:: Provided entries

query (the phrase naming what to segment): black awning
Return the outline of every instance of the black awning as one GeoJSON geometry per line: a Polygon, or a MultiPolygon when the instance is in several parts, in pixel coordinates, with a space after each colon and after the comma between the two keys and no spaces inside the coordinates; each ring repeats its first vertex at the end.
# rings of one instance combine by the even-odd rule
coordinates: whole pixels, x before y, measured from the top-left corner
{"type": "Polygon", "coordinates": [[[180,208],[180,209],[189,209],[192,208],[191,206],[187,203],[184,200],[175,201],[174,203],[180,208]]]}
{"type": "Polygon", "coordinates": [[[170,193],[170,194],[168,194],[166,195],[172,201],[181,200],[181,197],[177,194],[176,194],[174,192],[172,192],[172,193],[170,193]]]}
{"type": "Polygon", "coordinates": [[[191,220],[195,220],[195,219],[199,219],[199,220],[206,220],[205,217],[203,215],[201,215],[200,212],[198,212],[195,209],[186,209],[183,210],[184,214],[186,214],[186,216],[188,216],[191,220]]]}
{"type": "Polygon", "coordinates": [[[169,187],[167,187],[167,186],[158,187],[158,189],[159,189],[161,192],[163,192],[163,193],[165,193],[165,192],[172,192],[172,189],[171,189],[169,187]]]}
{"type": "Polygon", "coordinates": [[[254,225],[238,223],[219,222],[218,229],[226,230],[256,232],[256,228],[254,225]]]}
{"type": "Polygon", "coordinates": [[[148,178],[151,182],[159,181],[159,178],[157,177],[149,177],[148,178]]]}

::::

What to do: Reproduce the listing above verbatim, including every line.

Solved problem:
query (the phrase naming what to segment): black awning
Return the outline of every instance of the black awning as one GeoJSON geometry per line: a Polygon, or a MultiPolygon when the instance is in several parts, in pixel coordinates, with a space after each colon and after the comma between the two keys and no spaces inside the coordinates; each ring repeats its first vertex at the end.
# rings of one instance combine by the even-odd rule
coordinates: whole pixels, x before y, measured from the top-left corner
{"type": "Polygon", "coordinates": [[[180,208],[180,209],[189,209],[192,208],[191,206],[187,203],[184,200],[175,201],[174,203],[180,208]]]}
{"type": "Polygon", "coordinates": [[[170,193],[170,194],[168,194],[166,195],[172,201],[181,200],[181,197],[177,194],[176,194],[174,192],[172,192],[172,193],[170,193]]]}
{"type": "Polygon", "coordinates": [[[191,220],[195,220],[195,219],[199,219],[199,220],[206,220],[205,217],[203,215],[201,215],[200,212],[198,212],[195,209],[186,209],[183,210],[184,214],[186,214],[186,216],[188,216],[191,220]]]}
{"type": "Polygon", "coordinates": [[[169,187],[167,187],[167,186],[158,187],[158,189],[159,189],[161,192],[163,192],[163,193],[165,193],[165,192],[172,192],[172,189],[171,189],[169,187]]]}
{"type": "Polygon", "coordinates": [[[254,225],[238,223],[219,222],[218,229],[226,230],[256,232],[256,228],[254,225]]]}
{"type": "Polygon", "coordinates": [[[148,178],[151,182],[159,181],[159,178],[157,177],[149,177],[148,178]]]}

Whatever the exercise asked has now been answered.